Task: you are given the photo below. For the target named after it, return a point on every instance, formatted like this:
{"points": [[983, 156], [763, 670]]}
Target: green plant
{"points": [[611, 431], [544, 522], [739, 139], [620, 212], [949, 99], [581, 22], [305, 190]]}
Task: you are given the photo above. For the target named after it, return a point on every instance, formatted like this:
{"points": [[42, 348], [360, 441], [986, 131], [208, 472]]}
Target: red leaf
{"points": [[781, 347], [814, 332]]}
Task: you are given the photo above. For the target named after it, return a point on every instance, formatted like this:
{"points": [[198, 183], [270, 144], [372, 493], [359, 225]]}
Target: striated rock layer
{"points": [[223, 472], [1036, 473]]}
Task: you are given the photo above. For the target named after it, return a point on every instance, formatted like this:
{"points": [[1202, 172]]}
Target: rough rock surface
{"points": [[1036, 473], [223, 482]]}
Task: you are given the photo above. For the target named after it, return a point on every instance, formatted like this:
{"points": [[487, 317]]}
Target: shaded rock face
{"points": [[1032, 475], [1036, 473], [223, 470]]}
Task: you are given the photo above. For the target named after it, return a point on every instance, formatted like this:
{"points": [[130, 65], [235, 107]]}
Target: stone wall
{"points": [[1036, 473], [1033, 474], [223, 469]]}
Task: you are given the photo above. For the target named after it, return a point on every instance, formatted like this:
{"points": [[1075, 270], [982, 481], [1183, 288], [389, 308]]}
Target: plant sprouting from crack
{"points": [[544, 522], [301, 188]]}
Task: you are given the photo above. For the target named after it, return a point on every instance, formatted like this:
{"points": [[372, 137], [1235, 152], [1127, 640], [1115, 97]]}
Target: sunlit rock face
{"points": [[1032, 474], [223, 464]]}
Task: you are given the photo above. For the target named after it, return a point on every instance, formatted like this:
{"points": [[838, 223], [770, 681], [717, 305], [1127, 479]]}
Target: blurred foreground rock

TASK
The response should contain only a verbatim copy of the lines from the line with "Target: sunlit rock face" to the final line of the records.

ANSWER SPACE
Target: sunlit rock face
{"points": [[1032, 474], [223, 464]]}
Task: you are given the photo above. For the target named after it, return a point on every instance, formatted like this:
{"points": [[838, 223], [770, 681], [717, 305], [1127, 479]]}
Target: blurred foreground rock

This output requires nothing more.